(Problem to work on):
The required answer is every line of the data containing the word "lion".
··· Supplied data ···
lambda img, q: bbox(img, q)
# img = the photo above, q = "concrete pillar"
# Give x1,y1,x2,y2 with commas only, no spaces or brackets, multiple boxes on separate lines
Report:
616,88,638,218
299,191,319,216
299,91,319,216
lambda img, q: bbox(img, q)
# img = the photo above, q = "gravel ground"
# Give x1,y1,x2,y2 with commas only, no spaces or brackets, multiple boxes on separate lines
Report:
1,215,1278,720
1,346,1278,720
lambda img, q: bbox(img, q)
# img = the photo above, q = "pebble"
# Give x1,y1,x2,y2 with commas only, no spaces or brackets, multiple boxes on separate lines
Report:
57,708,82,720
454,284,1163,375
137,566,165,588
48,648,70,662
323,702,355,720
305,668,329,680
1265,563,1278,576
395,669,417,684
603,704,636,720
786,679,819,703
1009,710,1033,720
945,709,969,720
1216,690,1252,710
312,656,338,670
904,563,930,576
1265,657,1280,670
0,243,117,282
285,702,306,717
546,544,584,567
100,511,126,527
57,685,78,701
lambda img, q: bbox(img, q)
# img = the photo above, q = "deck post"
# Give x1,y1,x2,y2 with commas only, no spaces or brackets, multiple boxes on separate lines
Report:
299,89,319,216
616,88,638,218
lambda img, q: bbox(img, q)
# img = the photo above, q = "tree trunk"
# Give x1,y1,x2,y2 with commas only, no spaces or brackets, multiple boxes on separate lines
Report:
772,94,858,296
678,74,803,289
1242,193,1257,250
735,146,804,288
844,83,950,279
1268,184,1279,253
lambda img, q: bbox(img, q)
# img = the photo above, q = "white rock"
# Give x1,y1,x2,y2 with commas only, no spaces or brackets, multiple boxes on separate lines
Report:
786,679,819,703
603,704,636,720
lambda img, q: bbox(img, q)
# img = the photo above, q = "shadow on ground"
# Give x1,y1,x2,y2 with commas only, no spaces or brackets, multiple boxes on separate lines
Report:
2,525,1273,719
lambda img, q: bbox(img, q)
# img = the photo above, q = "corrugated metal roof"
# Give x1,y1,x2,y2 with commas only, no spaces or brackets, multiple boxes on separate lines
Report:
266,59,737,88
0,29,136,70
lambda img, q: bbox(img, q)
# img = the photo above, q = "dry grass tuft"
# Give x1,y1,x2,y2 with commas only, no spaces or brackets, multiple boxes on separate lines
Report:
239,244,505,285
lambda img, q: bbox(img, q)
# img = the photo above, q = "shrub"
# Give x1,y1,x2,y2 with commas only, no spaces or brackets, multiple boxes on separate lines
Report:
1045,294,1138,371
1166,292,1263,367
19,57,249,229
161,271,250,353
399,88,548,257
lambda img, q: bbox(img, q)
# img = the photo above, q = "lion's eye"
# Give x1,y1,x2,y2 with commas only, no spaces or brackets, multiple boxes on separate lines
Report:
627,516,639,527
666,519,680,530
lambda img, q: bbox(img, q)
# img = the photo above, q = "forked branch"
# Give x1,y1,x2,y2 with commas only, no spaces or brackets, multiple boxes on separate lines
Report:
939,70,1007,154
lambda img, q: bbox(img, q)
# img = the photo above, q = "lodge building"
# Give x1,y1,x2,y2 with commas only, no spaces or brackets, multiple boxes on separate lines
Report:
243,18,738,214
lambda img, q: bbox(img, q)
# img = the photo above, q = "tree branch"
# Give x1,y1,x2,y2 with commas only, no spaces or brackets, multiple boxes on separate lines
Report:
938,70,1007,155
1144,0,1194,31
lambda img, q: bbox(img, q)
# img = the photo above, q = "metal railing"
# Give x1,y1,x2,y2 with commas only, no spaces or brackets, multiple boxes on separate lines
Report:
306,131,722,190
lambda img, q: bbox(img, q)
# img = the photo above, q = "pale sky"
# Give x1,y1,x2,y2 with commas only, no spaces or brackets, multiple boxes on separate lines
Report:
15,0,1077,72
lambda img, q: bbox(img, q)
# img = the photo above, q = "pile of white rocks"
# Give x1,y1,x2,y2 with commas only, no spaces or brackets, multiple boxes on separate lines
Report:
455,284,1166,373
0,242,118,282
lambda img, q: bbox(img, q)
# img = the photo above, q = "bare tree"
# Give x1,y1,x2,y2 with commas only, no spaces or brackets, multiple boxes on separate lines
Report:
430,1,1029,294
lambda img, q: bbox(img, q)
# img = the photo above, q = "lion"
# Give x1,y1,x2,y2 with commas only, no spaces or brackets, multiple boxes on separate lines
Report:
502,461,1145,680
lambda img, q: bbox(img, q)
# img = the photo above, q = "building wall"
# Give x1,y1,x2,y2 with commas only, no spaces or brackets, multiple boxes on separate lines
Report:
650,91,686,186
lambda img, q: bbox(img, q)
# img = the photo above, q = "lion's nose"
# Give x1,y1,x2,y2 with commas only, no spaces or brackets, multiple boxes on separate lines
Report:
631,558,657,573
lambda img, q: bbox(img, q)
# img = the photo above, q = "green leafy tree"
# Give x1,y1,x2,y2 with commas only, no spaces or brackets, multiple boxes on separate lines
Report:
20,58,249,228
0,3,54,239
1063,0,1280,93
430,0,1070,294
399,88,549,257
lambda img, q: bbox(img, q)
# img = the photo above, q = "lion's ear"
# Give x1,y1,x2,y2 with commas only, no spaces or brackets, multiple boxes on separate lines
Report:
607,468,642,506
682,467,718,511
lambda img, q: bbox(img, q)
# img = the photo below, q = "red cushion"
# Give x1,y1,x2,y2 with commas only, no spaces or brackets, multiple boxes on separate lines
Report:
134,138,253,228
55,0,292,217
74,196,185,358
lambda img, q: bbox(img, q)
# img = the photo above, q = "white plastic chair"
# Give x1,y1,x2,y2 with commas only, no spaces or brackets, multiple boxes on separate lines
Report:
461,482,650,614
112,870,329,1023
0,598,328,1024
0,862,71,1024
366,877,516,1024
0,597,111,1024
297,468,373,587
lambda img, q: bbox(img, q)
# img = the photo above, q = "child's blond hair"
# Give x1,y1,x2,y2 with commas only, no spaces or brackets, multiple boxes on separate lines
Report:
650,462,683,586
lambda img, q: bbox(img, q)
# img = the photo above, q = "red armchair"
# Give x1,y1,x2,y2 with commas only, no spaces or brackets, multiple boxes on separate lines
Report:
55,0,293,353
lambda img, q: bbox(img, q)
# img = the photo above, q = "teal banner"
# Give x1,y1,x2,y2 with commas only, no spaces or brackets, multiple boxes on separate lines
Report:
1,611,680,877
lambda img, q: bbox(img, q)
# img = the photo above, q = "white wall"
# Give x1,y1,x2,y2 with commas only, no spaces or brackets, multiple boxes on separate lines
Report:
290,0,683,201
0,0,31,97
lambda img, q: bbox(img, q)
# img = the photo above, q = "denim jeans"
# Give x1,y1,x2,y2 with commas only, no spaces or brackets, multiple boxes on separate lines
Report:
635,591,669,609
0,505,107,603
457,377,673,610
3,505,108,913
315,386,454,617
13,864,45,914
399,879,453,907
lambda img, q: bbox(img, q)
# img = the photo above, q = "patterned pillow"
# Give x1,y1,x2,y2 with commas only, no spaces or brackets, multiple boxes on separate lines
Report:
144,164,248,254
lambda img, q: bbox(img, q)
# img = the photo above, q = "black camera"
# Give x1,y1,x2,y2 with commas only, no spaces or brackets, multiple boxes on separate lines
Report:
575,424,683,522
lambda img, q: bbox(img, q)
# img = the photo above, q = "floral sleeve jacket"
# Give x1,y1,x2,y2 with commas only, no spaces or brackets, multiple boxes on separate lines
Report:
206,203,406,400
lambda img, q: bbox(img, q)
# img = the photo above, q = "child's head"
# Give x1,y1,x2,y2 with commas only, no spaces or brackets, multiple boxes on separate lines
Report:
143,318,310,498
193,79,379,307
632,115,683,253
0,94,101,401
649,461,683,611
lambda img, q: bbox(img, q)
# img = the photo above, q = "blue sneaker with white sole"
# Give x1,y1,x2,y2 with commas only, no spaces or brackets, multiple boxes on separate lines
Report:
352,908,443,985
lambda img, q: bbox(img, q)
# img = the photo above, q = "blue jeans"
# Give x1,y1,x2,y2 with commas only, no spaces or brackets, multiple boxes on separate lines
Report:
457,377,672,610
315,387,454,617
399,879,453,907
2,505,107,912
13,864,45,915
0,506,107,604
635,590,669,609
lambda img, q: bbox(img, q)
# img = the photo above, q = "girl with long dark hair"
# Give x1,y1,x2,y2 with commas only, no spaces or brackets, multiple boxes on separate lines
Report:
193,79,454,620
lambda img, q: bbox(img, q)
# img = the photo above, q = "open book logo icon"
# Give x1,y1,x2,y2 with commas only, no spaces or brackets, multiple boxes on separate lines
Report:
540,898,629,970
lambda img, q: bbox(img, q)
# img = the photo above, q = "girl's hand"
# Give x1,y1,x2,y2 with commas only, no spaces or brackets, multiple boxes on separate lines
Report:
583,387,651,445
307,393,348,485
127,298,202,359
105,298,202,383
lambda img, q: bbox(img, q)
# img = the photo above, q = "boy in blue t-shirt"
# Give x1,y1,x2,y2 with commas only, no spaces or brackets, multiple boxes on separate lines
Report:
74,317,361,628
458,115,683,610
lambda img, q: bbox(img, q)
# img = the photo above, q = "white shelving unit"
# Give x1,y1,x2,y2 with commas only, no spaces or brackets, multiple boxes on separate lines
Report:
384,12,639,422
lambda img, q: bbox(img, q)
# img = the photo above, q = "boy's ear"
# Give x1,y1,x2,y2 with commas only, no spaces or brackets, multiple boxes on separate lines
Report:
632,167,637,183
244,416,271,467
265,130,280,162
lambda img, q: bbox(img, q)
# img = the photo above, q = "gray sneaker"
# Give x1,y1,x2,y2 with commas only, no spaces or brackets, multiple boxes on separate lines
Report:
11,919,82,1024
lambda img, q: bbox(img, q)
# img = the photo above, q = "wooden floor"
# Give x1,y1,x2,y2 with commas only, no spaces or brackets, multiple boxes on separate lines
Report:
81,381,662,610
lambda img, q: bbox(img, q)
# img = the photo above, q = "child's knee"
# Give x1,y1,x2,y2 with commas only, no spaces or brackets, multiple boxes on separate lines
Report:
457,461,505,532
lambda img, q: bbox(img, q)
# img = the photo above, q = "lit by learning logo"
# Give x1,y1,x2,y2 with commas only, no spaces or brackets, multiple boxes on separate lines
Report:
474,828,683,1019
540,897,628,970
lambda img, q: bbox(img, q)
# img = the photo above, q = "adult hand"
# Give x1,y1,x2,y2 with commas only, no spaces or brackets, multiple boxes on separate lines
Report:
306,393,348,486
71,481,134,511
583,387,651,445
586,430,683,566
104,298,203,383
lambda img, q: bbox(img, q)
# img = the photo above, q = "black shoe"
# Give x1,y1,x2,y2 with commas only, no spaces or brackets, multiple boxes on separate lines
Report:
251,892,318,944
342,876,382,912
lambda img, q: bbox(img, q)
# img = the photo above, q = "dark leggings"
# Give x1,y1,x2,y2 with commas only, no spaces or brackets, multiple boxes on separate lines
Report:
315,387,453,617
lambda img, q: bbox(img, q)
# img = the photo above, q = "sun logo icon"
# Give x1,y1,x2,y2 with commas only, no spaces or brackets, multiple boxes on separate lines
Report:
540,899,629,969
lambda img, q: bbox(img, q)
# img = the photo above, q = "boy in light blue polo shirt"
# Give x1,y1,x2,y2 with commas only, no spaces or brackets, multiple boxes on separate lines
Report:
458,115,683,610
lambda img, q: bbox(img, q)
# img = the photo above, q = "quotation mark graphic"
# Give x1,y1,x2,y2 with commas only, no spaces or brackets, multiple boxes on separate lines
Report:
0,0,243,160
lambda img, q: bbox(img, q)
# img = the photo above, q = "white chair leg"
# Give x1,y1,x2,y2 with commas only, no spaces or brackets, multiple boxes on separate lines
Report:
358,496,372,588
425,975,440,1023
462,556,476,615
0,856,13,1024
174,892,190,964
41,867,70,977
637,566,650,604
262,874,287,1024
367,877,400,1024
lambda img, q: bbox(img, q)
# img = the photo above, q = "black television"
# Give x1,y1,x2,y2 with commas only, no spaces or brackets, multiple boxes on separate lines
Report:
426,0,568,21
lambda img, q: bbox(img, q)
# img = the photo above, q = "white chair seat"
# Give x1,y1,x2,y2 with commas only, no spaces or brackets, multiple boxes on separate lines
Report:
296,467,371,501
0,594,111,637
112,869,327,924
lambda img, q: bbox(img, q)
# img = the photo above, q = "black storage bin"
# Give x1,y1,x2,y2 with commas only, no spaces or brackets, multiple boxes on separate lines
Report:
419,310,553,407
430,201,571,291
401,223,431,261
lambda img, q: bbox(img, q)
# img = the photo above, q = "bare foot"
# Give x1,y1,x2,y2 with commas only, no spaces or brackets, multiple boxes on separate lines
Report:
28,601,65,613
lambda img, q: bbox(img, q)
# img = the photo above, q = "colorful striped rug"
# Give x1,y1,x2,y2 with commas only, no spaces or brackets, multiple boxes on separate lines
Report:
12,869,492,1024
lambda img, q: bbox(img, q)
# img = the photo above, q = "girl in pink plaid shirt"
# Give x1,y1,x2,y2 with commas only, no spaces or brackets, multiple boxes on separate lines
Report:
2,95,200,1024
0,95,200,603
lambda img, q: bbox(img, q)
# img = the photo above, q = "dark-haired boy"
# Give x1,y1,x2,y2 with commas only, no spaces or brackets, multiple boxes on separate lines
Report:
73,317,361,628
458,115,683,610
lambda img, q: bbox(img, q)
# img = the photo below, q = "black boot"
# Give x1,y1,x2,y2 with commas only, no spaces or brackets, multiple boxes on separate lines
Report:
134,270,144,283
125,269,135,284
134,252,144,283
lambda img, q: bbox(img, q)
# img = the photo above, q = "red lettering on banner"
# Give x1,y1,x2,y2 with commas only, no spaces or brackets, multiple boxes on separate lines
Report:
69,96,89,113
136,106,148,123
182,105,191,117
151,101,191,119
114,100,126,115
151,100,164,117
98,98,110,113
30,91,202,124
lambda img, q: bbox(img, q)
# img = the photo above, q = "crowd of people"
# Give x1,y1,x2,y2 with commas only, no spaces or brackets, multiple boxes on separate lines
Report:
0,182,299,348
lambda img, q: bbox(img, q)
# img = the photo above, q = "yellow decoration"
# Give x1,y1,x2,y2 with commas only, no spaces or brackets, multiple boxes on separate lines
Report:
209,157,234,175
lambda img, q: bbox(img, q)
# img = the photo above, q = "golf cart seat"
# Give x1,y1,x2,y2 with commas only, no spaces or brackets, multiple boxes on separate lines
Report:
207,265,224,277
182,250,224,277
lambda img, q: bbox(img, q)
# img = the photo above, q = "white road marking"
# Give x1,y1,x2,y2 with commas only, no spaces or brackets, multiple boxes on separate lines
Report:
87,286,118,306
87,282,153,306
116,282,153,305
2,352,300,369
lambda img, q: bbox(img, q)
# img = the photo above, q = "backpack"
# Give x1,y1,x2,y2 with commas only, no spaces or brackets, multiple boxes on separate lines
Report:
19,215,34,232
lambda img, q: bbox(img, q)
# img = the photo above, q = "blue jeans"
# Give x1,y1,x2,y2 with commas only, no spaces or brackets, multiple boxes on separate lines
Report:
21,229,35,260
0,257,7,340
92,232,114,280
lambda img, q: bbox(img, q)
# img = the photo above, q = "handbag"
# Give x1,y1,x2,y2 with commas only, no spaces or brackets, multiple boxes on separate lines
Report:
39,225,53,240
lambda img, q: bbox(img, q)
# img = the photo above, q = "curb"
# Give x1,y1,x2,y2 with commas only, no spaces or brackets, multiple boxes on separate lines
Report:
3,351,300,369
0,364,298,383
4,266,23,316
···
(Answer to the exercise):
# img = the photo above, q = "lion's eye"
# img = the photo above, q = "lion"
# img = the photo above, q = "lion's nose"
# img = the photo above, q = "lion's ear"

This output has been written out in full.